● Task to complete
Down to the last line, print the data that follows exactly, without its pictures.

● Stored items
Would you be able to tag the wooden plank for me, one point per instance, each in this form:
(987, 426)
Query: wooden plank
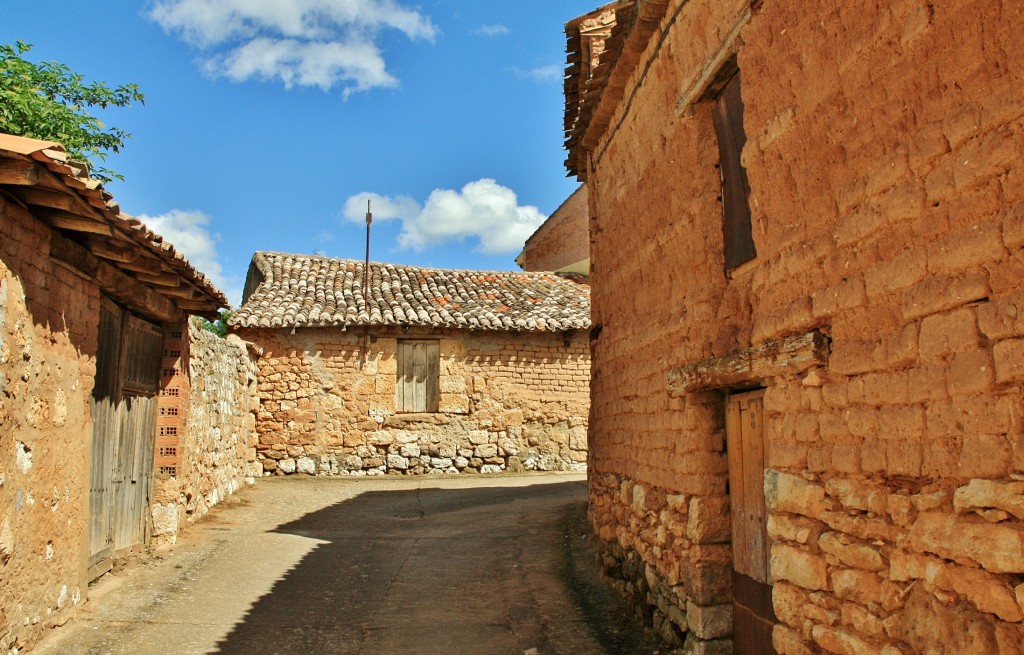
(754, 470)
(75, 223)
(113, 281)
(431, 381)
(752, 365)
(402, 355)
(737, 500)
(18, 172)
(104, 407)
(419, 377)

● Written answer
Would you be able to tag the wooden plank for me, one point per instance, each in this form:
(987, 426)
Query: wooden plank
(754, 470)
(75, 223)
(113, 281)
(431, 381)
(752, 365)
(402, 355)
(737, 500)
(18, 172)
(104, 407)
(419, 377)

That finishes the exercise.